Start of Information shown

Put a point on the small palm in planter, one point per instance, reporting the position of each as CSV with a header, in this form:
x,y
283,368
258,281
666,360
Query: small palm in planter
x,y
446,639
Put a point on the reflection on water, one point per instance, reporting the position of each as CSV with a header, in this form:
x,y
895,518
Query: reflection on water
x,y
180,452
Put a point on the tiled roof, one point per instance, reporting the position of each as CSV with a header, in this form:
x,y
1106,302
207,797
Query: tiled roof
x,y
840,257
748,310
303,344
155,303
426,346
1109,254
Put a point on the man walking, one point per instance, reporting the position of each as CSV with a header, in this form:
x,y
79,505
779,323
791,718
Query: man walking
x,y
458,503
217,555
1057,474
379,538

End of Information shown

Your assignment
Could you retype every record above exactly as given?

Written response
Put a point on the small palm in planter, one point per instance, reporting the position of each as CSV with a header, in this form:
x,y
283,368
258,281
666,360
Query: small palm in planter
x,y
446,639
Put a point on the reflection on water, one point per instance, reporting the position of each as CSV with a header, in this form:
x,y
895,518
Query: reflection on water
x,y
180,452
Put a point on the tiled roof, one point per instance, reporting the position of each as CSV with a header, in this form:
x,y
1106,302
207,797
Query: tiled roof
x,y
840,257
748,310
303,344
155,303
426,346
1109,254
Put a point on the man walking, one point per instance, reporting the position of each as CSV with a header, in this form:
x,y
79,505
779,323
791,718
Query: man walking
x,y
458,503
217,555
1057,474
379,538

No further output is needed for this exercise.